■ Short task ■
Only those lines running from the line that contains "For every instance of the bridge parapet, locate" through the end of the material are to be written out, each exactly as shown.

━━━

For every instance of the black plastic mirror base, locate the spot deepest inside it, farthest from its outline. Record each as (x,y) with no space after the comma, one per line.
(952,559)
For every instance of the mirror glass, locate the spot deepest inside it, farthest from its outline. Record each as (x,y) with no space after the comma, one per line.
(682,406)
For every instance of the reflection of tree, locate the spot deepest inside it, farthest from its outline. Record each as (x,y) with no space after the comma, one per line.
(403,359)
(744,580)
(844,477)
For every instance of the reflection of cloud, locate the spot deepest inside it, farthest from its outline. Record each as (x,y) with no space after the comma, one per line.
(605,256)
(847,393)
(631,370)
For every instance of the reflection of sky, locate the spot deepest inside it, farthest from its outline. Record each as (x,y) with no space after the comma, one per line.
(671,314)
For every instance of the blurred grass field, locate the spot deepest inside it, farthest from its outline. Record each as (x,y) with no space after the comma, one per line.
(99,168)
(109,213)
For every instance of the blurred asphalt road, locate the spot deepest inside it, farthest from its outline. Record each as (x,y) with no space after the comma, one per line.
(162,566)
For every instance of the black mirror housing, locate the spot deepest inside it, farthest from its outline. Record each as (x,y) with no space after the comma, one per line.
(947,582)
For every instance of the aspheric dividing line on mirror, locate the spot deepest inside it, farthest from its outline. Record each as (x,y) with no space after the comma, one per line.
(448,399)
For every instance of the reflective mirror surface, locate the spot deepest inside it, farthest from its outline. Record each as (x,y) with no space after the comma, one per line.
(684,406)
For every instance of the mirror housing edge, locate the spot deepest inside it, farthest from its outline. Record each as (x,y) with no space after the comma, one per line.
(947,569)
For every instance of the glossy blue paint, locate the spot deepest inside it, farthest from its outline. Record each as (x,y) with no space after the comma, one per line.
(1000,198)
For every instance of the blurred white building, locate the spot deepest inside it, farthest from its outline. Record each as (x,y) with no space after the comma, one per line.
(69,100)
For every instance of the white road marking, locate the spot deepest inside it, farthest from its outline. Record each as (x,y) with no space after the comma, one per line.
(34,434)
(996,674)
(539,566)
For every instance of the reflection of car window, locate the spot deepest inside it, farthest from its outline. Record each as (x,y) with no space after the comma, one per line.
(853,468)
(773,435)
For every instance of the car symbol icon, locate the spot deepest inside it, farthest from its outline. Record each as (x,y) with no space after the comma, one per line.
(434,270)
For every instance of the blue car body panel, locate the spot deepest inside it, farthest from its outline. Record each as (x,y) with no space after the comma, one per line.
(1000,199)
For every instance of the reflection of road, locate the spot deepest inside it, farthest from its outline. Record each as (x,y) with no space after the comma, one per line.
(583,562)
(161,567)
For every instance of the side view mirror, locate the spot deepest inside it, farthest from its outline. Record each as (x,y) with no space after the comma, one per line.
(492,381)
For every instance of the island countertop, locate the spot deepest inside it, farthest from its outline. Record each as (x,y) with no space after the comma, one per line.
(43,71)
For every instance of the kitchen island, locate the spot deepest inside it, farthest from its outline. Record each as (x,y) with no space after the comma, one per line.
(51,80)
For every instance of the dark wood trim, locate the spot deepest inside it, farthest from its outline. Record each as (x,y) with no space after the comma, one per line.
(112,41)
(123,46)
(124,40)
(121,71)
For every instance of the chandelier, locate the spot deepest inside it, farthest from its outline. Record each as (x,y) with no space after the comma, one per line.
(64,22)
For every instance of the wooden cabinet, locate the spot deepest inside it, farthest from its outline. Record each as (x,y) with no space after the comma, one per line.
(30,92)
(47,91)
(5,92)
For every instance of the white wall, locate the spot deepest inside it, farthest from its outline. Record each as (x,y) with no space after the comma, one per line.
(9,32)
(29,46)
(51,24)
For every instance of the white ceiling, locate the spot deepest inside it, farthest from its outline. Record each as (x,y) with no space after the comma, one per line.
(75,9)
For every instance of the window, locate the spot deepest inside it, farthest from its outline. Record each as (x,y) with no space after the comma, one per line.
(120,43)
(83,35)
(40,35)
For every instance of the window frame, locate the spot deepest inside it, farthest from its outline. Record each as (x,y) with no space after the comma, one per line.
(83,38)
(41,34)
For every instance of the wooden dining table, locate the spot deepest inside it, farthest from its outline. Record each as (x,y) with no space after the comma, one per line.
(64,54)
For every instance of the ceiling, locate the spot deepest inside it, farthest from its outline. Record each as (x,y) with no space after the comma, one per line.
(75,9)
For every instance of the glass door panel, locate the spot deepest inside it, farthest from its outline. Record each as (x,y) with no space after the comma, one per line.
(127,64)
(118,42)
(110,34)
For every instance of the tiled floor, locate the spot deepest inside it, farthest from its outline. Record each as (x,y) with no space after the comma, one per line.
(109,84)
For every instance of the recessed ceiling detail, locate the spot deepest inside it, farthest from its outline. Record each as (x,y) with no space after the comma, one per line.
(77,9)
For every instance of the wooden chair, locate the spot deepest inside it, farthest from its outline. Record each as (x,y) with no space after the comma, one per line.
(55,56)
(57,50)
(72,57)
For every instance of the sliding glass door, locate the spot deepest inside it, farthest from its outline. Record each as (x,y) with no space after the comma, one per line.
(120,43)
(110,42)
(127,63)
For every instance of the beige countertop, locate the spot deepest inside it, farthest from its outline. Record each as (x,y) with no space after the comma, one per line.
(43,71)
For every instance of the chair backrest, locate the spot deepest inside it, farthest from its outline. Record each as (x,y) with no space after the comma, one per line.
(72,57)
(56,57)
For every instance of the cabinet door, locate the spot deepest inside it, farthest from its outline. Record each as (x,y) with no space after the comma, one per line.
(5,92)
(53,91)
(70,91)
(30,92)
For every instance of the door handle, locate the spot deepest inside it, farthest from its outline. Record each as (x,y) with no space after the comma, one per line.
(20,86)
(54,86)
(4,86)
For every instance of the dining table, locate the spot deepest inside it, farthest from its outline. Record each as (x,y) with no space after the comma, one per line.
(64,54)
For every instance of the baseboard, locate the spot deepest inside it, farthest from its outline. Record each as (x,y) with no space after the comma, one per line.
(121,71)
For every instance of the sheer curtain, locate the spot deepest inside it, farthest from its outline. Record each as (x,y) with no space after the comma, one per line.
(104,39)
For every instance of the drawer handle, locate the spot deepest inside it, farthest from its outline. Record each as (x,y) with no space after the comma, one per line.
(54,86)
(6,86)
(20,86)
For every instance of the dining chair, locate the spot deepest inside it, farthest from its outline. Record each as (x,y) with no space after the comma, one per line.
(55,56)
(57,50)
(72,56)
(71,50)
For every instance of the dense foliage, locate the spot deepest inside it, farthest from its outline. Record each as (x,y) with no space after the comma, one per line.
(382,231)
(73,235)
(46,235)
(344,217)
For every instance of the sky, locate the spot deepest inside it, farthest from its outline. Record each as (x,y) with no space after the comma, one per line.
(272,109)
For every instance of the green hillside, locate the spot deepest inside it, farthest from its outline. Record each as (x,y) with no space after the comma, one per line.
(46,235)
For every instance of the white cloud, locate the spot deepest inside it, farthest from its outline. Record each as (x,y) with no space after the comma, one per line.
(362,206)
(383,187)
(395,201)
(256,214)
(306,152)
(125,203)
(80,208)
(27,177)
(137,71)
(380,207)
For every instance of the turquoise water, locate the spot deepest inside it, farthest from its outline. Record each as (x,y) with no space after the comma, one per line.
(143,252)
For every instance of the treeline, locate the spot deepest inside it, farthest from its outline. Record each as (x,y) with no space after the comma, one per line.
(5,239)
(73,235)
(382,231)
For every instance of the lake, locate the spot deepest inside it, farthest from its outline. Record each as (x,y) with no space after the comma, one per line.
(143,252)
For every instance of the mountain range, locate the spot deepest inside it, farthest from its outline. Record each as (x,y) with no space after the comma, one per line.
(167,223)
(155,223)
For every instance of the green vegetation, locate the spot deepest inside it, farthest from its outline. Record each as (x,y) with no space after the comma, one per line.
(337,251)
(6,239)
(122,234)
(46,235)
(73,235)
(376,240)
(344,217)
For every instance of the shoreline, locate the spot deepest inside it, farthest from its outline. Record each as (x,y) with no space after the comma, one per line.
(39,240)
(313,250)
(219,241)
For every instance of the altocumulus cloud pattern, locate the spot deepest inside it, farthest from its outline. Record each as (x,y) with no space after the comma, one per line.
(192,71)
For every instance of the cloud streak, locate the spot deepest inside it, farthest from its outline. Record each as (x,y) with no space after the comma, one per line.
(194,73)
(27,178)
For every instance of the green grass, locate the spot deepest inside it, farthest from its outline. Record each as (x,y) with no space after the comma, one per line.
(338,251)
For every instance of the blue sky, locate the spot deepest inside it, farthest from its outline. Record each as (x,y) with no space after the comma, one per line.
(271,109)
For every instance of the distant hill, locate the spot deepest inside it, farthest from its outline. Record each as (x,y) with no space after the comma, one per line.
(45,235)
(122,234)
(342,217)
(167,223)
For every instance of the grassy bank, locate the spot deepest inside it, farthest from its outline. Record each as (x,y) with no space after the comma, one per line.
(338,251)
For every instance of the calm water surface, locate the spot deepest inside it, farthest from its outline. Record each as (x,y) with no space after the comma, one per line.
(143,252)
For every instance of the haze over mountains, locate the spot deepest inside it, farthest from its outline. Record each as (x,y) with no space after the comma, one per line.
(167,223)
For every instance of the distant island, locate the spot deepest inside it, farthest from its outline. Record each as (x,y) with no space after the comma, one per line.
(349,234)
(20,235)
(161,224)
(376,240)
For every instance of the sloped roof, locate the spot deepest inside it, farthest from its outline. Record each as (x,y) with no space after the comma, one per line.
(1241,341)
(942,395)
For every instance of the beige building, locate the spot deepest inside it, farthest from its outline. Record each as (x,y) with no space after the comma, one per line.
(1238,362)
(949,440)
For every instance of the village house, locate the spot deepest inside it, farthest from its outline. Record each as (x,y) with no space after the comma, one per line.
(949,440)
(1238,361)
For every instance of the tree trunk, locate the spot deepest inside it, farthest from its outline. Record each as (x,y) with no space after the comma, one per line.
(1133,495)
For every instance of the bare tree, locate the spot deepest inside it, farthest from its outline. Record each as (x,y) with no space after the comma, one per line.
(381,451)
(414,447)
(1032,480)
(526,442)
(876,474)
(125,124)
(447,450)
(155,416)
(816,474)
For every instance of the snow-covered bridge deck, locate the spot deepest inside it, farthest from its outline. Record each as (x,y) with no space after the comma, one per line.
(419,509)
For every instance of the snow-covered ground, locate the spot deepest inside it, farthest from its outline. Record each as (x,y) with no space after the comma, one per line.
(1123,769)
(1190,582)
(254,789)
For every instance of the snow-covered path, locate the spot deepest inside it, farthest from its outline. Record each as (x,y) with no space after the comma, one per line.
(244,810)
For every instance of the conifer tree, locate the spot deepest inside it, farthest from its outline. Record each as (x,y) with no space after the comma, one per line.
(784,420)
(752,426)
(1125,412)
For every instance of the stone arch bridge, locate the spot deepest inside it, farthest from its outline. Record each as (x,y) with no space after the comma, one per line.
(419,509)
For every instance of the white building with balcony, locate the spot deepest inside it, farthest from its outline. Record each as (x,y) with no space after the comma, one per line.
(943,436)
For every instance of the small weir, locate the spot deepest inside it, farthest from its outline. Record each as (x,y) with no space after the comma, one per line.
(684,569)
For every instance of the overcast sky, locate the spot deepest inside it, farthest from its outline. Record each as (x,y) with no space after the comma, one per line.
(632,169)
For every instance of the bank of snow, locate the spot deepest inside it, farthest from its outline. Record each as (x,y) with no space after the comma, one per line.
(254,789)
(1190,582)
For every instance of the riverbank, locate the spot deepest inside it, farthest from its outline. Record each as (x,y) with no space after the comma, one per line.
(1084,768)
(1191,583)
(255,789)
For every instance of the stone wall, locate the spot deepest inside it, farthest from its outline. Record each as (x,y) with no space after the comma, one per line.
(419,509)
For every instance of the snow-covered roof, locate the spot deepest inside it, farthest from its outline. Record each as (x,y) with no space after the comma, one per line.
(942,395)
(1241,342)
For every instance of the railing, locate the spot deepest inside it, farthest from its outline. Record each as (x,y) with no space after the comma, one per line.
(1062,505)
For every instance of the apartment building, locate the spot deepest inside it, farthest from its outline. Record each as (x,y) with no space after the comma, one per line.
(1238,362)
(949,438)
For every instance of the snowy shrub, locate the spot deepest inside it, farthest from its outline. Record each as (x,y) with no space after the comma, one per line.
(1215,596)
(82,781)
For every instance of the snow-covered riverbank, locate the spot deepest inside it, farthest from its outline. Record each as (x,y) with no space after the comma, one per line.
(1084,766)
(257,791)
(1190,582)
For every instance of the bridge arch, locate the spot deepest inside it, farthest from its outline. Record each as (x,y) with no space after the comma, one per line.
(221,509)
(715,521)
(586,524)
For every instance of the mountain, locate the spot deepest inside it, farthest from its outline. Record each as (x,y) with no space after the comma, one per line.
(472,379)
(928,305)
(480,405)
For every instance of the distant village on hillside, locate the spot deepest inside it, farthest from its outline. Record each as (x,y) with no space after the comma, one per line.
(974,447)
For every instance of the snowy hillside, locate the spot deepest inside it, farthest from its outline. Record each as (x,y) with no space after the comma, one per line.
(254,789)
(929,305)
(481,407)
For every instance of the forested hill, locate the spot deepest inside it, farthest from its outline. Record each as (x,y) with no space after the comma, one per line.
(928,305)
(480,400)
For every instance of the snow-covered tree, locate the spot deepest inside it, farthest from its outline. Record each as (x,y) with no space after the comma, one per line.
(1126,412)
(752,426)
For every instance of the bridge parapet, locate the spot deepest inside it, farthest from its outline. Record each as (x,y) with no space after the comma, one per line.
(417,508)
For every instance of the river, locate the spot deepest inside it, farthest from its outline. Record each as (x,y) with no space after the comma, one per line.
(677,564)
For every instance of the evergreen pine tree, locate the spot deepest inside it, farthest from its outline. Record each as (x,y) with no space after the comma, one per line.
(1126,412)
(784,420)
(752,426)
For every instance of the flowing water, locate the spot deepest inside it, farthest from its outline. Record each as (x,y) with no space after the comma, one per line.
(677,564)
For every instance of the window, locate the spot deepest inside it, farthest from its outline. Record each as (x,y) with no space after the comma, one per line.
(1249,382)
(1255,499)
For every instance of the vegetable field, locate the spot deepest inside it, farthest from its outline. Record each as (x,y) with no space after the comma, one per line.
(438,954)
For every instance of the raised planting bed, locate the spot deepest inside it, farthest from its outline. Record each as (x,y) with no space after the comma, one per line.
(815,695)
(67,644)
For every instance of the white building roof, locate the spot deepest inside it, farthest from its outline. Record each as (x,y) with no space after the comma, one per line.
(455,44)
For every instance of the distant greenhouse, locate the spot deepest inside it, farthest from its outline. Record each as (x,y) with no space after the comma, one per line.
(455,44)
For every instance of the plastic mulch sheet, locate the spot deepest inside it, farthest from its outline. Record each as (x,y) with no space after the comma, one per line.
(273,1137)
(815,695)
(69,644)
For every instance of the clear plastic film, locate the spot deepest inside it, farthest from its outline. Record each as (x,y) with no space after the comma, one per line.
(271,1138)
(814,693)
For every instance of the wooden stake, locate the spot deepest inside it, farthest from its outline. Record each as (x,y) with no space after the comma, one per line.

━━━

■ Result below ■
For every instance of the bridge parapet, locate the spot deepest inside it, farthest from its outline. Record each as (x,y) with no space after the comma, one per line.
(417,508)
For every instance of the river, locate the spot deepest inside it, farthest from its outline. Record each as (x,y) with no space after the comma, one per line.
(677,564)
For every instance of the evergreen pine tree, locate the spot deepest inside it, farthest from its outline. Record each as (x,y) with no space after the comma, one per line.
(1126,412)
(784,420)
(752,426)
For every instance of the flowing water, locate the spot deepest inside it, farthest from its outline. Record each as (x,y) with no space after the comma, one per line.
(677,564)
For every instance of the window, locate the spot deepest inside it, farthest from its outline. Record each as (x,y) with no space after the comma, one per line.
(1249,382)
(1255,499)
For every instance of the vegetable field, locate the spot deepest inside it, farthest from its outline. Record each as (x,y) with no space after the comma, one per line.
(438,954)
For every instance of the raised planting bed, locate the spot deepest inside it, farthest from its outline. Record each as (x,y) with no space after the comma, one per line.
(815,695)
(67,644)
For every instance of the white building roof, locate the spot deepest inside it, farthest from its outline. Record each as (x,y) with no space after the comma, one per line.
(455,44)
For every instance of the distant greenhouse, locate the spot deepest inside it, farthest from its outline. Record each as (x,y) with no space after the comma, one per line.
(455,44)
For every instance of the plastic mulch sheet, locate the spot deepest inside it, farthest from its outline. Record each as (x,y) with no space after the comma, one per line.
(273,1137)
(815,695)
(69,644)
For every instance of the clear plastic film, locate the spot deepest inside it, farthest from its outline. Record each as (x,y) with no space after the comma, one per line.
(271,1138)
(814,693)
For every instance of the wooden stake, locate the spot deepest inside it, farthest from its outline. Record each as (x,y) with no space after the comma, one per line.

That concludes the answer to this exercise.